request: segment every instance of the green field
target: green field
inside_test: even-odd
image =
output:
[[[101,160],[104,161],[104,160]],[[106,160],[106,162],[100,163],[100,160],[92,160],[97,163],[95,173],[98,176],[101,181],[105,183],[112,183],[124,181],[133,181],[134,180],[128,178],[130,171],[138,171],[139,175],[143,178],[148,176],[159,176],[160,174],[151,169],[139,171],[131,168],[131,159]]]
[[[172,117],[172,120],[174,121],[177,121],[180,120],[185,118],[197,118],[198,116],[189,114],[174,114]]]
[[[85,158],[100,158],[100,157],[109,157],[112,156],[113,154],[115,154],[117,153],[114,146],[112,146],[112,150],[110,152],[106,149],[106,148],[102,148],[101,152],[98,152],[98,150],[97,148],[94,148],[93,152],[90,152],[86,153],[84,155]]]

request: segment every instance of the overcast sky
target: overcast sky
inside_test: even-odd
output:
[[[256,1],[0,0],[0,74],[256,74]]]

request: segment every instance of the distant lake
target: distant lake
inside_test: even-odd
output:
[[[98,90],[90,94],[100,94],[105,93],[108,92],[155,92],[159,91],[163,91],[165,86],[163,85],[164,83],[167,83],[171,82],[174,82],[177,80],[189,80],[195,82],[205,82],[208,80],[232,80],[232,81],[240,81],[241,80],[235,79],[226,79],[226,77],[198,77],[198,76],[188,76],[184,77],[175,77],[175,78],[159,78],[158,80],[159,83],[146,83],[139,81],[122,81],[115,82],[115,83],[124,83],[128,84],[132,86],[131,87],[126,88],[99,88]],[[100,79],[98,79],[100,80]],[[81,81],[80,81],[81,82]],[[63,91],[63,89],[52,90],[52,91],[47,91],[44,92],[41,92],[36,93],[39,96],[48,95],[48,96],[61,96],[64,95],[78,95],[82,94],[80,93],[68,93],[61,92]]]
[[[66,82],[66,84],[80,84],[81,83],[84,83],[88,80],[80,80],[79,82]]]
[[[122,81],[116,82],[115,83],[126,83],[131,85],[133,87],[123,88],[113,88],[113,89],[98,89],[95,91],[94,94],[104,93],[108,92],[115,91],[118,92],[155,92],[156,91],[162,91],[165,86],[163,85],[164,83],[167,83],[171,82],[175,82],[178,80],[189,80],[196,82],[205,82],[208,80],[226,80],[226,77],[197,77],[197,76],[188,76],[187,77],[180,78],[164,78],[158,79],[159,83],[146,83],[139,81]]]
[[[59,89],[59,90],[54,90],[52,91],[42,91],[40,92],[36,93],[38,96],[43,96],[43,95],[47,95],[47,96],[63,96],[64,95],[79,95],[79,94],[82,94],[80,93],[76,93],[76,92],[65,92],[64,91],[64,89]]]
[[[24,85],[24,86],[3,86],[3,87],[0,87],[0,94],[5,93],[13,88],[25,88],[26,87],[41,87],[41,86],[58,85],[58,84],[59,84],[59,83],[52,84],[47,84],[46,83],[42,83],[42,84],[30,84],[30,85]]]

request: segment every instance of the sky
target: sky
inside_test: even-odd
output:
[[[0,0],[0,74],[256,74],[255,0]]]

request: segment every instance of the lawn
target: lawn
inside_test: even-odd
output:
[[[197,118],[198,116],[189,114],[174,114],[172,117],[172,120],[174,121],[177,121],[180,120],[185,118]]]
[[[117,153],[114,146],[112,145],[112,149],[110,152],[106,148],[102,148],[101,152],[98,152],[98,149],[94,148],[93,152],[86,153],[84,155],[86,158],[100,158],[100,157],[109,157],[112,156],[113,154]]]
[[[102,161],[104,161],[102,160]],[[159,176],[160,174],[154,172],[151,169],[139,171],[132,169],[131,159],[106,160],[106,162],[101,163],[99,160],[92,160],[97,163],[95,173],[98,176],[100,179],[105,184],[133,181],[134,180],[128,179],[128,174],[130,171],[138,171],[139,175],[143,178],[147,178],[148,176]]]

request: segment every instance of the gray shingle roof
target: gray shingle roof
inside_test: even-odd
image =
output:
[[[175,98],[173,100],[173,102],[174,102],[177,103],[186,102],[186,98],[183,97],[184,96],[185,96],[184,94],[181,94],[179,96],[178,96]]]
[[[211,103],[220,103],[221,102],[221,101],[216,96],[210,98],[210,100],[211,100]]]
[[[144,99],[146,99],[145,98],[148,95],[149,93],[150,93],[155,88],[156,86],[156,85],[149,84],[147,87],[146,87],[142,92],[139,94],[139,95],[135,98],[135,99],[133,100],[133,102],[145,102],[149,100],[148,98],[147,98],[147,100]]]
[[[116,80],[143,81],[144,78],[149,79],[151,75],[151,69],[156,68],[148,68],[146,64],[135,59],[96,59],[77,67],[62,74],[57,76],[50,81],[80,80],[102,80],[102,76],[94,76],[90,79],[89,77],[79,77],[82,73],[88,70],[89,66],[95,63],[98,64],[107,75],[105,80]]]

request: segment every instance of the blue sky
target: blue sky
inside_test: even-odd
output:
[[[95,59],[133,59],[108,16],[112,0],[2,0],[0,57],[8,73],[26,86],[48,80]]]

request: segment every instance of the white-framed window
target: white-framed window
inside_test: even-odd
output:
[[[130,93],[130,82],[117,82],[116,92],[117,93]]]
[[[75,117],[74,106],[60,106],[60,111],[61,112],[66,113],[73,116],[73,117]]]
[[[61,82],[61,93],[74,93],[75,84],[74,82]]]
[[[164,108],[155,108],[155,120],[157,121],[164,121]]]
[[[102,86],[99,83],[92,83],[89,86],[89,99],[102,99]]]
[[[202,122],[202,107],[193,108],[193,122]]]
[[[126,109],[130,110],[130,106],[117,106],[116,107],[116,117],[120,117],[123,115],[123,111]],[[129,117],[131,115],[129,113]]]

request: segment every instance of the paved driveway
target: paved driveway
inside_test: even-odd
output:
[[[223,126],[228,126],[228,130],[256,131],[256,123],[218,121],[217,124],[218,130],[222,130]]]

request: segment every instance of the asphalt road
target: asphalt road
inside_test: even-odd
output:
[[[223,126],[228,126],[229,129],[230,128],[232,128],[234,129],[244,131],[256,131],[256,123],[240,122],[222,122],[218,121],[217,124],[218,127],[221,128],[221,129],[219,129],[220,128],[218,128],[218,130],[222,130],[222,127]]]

__YOUR OBJECTIVE__. Show every line of the entries that contains the string "framed". Case counts.

__TASK SOLUTION__.
request: segment every instance of the white-framed window
target: white-framed window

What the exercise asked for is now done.